**TASK DATA**

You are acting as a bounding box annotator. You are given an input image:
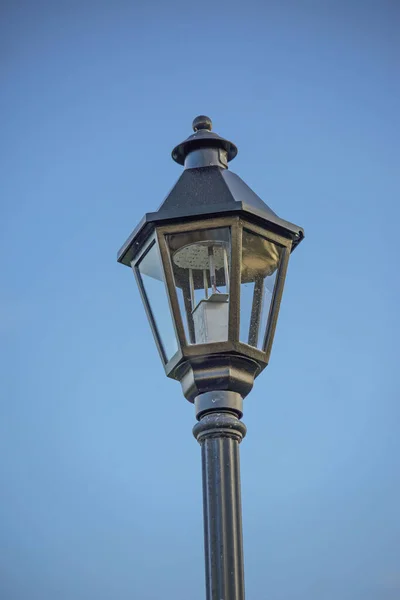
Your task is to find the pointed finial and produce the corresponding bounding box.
[192,115,212,132]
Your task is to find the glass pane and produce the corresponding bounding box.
[240,229,282,350]
[167,227,231,345]
[136,242,178,362]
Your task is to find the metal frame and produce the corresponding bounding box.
[263,244,290,355]
[132,231,182,367]
[132,234,167,365]
[145,216,292,379]
[156,216,252,379]
[129,213,293,392]
[229,219,242,343]
[238,219,292,359]
[157,215,236,347]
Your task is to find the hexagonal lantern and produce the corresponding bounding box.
[117,116,304,406]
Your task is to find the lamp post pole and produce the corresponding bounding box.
[117,115,304,600]
[193,393,246,600]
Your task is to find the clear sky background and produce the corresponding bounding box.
[1,1,399,599]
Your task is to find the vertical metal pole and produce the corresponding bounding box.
[208,246,217,293]
[189,268,195,307]
[182,281,196,343]
[193,406,246,600]
[248,275,264,347]
[203,269,209,299]
[223,246,230,294]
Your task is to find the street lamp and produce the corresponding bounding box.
[117,116,304,600]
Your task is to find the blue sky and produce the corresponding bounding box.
[1,1,399,598]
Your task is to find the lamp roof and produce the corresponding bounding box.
[117,117,304,266]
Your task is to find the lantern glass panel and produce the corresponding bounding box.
[135,241,178,362]
[166,227,231,345]
[240,229,283,350]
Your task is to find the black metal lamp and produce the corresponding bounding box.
[117,116,304,600]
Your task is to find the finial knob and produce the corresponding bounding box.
[192,115,212,132]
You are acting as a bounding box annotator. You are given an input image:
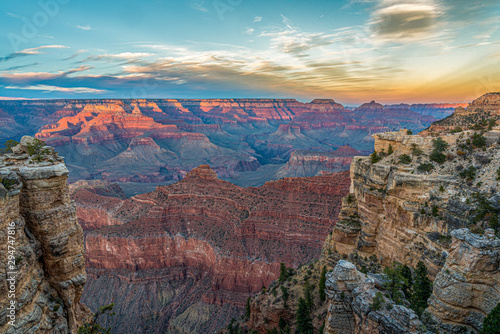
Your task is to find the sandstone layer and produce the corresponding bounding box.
[0,136,89,334]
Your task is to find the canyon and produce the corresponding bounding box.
[0,98,442,191]
[74,165,351,333]
[241,93,500,334]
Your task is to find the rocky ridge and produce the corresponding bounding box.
[0,136,89,333]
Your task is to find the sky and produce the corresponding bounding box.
[0,0,499,104]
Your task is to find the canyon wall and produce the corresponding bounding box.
[75,165,351,333]
[0,137,89,334]
[0,98,437,188]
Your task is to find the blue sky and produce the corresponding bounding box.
[0,0,499,104]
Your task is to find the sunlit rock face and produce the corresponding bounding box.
[0,98,437,186]
[74,165,351,333]
[0,137,90,334]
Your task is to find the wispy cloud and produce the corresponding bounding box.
[0,45,69,62]
[76,25,92,30]
[243,27,255,35]
[190,0,208,12]
[5,84,107,94]
[253,16,262,23]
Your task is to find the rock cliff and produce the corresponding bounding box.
[74,165,351,333]
[0,136,89,334]
[324,261,427,334]
[426,228,500,333]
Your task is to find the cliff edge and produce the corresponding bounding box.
[0,136,89,334]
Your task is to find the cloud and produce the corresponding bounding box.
[243,27,255,35]
[371,0,444,41]
[5,84,107,94]
[76,25,92,30]
[260,29,333,56]
[253,16,262,22]
[190,0,208,12]
[0,45,69,62]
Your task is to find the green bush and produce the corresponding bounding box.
[0,177,17,190]
[459,166,477,180]
[417,163,434,173]
[388,144,394,155]
[371,151,382,164]
[450,127,463,133]
[0,140,19,154]
[319,265,327,302]
[26,139,50,162]
[410,262,432,317]
[78,303,115,334]
[399,154,412,164]
[472,133,487,148]
[370,292,385,311]
[481,302,500,333]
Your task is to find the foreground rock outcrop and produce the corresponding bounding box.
[74,165,351,333]
[427,228,500,333]
[325,261,426,334]
[0,136,89,333]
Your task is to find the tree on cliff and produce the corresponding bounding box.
[295,297,313,334]
[410,262,432,316]
[319,265,327,302]
[371,150,382,164]
[245,297,251,319]
[481,302,500,334]
[401,264,413,300]
[78,303,115,334]
[281,286,289,308]
[383,263,405,304]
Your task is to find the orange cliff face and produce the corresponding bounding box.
[73,165,351,333]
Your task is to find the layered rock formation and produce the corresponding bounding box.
[324,119,500,277]
[0,98,438,188]
[324,261,426,334]
[425,93,500,134]
[0,136,89,334]
[427,228,500,333]
[74,165,351,333]
[276,146,362,178]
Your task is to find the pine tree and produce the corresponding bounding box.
[295,297,313,334]
[388,144,394,155]
[245,297,251,320]
[281,286,289,309]
[481,302,500,334]
[401,264,413,300]
[279,263,288,282]
[383,263,405,304]
[319,265,327,302]
[371,150,381,164]
[411,261,432,316]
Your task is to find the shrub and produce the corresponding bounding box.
[472,133,487,148]
[439,186,445,192]
[417,163,434,173]
[432,137,449,153]
[371,151,382,164]
[429,151,446,164]
[481,302,500,334]
[78,303,115,334]
[0,177,17,190]
[497,168,500,181]
[370,292,385,311]
[245,298,251,319]
[383,262,406,304]
[488,119,497,130]
[450,127,463,133]
[319,265,327,302]
[407,129,413,135]
[281,286,289,309]
[388,144,394,155]
[411,143,423,156]
[0,140,19,154]
[399,154,412,164]
[432,206,439,216]
[26,138,50,162]
[459,166,477,180]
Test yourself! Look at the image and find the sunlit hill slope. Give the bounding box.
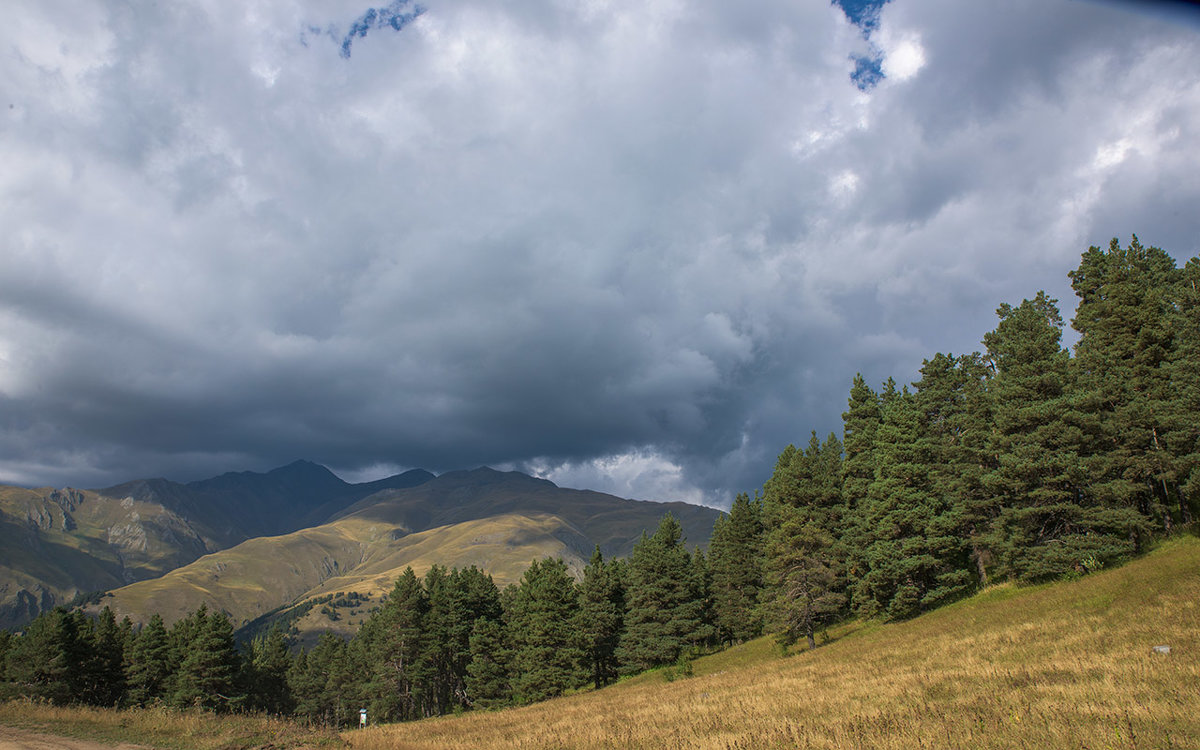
[94,467,722,643]
[0,461,435,629]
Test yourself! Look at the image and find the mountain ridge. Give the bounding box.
[0,461,437,628]
[89,465,722,644]
[0,462,720,633]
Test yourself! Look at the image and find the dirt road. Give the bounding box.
[0,726,150,750]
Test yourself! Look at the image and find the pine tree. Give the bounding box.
[617,515,710,673]
[415,566,452,715]
[850,387,972,620]
[358,567,428,721]
[417,565,502,716]
[0,629,10,681]
[83,606,127,706]
[765,512,842,649]
[914,352,995,585]
[1070,237,1181,530]
[288,632,351,727]
[507,558,584,703]
[576,546,625,688]
[689,546,716,648]
[760,433,849,640]
[465,618,511,709]
[840,375,882,593]
[125,614,172,707]
[708,493,764,645]
[172,609,244,711]
[4,608,87,704]
[1168,257,1200,518]
[247,626,293,715]
[983,293,1147,581]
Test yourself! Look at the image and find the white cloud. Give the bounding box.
[879,30,925,82]
[524,450,715,508]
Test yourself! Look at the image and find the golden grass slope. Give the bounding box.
[98,468,717,638]
[350,535,1200,750]
[97,511,592,637]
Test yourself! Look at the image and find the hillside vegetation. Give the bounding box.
[348,535,1200,750]
[104,512,590,645]
[1,535,1194,749]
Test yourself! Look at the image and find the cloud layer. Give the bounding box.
[2,0,1198,507]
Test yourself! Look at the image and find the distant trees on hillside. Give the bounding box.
[0,515,717,726]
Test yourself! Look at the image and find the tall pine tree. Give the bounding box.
[172,609,244,711]
[617,515,711,672]
[1168,257,1200,518]
[507,558,584,703]
[576,546,625,688]
[1070,237,1181,531]
[708,493,764,645]
[983,293,1147,581]
[125,614,172,707]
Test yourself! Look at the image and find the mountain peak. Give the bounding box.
[434,466,558,489]
[267,459,341,481]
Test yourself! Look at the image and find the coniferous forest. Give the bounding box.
[0,237,1196,726]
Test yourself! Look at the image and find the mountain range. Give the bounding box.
[0,462,722,641]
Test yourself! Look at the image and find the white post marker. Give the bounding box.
[360,708,368,728]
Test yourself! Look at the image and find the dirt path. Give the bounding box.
[0,726,151,750]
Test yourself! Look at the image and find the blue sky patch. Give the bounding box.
[834,0,891,91]
[341,0,426,58]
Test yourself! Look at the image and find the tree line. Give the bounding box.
[0,515,722,725]
[738,237,1199,650]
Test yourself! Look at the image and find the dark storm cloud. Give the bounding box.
[1,0,1198,507]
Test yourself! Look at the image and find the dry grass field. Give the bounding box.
[0,701,343,749]
[348,535,1200,750]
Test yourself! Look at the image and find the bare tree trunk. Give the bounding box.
[970,531,989,587]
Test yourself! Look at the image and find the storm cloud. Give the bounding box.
[2,0,1198,507]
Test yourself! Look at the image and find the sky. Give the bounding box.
[2,0,1198,509]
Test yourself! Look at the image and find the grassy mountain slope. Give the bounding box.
[0,485,211,629]
[0,463,435,629]
[97,512,593,643]
[334,467,718,559]
[351,535,1200,750]
[96,468,722,642]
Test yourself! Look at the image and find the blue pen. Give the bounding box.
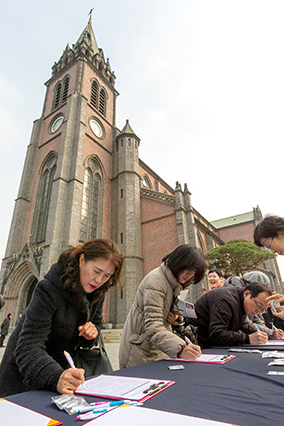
[254,324,260,331]
[78,400,126,413]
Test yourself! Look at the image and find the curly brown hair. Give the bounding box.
[58,239,124,301]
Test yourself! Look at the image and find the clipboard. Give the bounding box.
[75,374,174,402]
[0,398,62,426]
[167,354,236,364]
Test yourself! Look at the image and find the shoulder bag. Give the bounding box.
[74,333,113,378]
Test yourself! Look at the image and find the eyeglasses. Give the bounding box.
[263,237,274,250]
[252,297,267,313]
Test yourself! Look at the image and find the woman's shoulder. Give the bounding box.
[140,265,170,292]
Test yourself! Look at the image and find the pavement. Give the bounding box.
[0,337,120,371]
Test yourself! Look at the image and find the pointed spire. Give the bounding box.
[121,119,136,136]
[74,13,99,54]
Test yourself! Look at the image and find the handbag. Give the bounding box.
[74,333,113,378]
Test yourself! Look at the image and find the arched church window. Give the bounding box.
[53,83,62,109]
[35,155,57,243]
[62,76,70,103]
[79,157,104,242]
[99,88,106,116]
[197,231,205,254]
[141,174,152,189]
[52,75,70,110]
[90,80,98,109]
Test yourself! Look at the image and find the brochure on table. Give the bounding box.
[76,374,174,402]
[0,398,62,426]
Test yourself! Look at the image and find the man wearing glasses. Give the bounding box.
[191,282,272,348]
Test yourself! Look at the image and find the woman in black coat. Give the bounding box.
[0,239,123,397]
[0,313,12,347]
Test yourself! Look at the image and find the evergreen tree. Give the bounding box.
[205,239,276,276]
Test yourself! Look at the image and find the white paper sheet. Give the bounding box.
[85,405,237,426]
[76,374,172,400]
[0,399,61,426]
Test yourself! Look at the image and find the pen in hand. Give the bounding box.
[184,336,192,345]
[64,351,76,369]
[64,351,86,388]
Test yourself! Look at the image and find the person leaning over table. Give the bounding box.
[119,245,207,368]
[254,214,284,320]
[223,271,284,339]
[188,282,272,349]
[0,239,123,397]
[254,214,284,256]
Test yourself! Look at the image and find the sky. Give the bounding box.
[0,0,284,276]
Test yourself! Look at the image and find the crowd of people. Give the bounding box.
[0,214,284,397]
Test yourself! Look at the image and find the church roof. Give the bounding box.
[74,17,99,54]
[211,211,255,229]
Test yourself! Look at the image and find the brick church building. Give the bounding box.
[0,18,281,327]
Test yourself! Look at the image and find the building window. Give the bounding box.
[79,157,104,242]
[62,76,70,103]
[90,80,98,109]
[52,76,70,110]
[90,81,107,117]
[141,174,152,189]
[53,83,62,109]
[99,88,106,116]
[35,155,57,243]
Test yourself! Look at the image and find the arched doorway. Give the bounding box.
[26,277,38,308]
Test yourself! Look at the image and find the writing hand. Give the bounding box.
[249,331,268,345]
[78,322,98,340]
[271,328,284,339]
[179,343,202,360]
[57,368,85,394]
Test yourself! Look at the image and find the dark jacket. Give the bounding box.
[0,263,104,397]
[0,316,10,336]
[195,286,254,348]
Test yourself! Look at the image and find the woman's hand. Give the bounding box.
[167,312,179,324]
[266,293,284,305]
[270,304,284,320]
[78,322,98,340]
[179,344,202,360]
[271,328,284,339]
[57,368,85,394]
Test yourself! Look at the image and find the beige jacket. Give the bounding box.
[119,263,186,368]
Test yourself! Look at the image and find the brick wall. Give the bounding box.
[217,222,255,243]
[141,197,178,276]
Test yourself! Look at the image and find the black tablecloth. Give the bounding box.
[6,348,284,426]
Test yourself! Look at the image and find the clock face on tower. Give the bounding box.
[51,115,64,133]
[90,118,104,138]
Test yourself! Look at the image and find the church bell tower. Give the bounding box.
[0,14,119,320]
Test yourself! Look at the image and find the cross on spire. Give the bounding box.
[88,7,94,21]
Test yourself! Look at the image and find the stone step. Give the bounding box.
[101,329,123,343]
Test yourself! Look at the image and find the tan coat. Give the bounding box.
[119,263,186,368]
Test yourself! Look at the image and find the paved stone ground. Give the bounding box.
[0,338,120,371]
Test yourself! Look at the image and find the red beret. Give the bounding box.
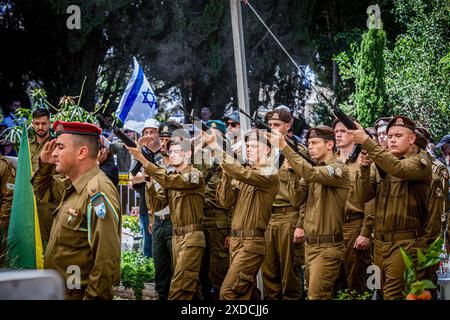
[53,120,101,136]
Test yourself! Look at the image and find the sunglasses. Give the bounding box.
[227,121,237,128]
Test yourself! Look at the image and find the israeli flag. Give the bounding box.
[116,57,158,133]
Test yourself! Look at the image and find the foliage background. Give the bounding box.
[0,0,448,139]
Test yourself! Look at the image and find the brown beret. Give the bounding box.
[265,109,292,124]
[374,117,392,132]
[306,125,335,141]
[416,127,430,140]
[386,115,416,133]
[414,130,428,150]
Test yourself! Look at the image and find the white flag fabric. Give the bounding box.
[116,57,158,133]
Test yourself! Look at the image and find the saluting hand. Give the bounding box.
[40,139,57,164]
[138,135,152,148]
[201,130,219,149]
[347,121,369,145]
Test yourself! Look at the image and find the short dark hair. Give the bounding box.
[32,108,50,119]
[72,135,100,159]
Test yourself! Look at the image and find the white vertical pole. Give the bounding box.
[230,0,251,137]
[230,1,263,298]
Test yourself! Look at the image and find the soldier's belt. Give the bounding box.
[204,207,228,216]
[345,212,364,222]
[306,234,343,245]
[272,206,298,214]
[154,213,171,221]
[230,229,265,238]
[172,223,203,236]
[65,288,85,297]
[375,229,423,242]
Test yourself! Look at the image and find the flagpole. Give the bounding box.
[230,0,251,138]
[230,0,264,299]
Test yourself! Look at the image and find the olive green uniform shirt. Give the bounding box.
[282,146,351,237]
[144,163,205,228]
[357,138,432,235]
[32,163,121,299]
[216,163,279,231]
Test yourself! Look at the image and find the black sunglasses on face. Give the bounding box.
[227,121,237,128]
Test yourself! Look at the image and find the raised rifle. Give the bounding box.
[238,108,316,166]
[313,90,371,163]
[177,104,248,166]
[97,114,158,176]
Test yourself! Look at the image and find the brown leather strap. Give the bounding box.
[306,234,344,245]
[230,229,265,238]
[375,229,423,242]
[272,206,298,214]
[172,224,203,236]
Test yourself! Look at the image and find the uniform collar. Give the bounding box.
[30,134,51,145]
[72,165,100,194]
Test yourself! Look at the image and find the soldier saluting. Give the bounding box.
[349,115,432,299]
[204,129,279,300]
[33,121,121,300]
[127,133,206,300]
[266,125,351,300]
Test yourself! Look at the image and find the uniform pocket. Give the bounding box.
[60,208,85,230]
[389,177,406,197]
[184,231,206,248]
[232,272,254,295]
[243,240,265,255]
[182,270,199,293]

**YOUR ASSIGNMENT**
Reproduce each line, exactly as it appears, from the one that contains "Test yourself! Look at the image and find the uniform collar." through the last line of the records. Add no other lines.

**RESULT OF THE TASK**
Test yourself! Look at the image and find the uniform collar. Give the bounding box.
[30,134,51,145]
[72,165,100,194]
Test yourself! Look at the image and find the soldier saluting. Give the bounding box.
[349,115,432,299]
[204,129,279,300]
[33,121,121,300]
[127,133,206,300]
[266,125,351,300]
Test yourself! Look at the image and find the uniform pocket. Give the bounding box.
[60,208,85,230]
[389,177,406,197]
[184,231,206,248]
[232,272,254,295]
[243,240,265,255]
[182,270,199,293]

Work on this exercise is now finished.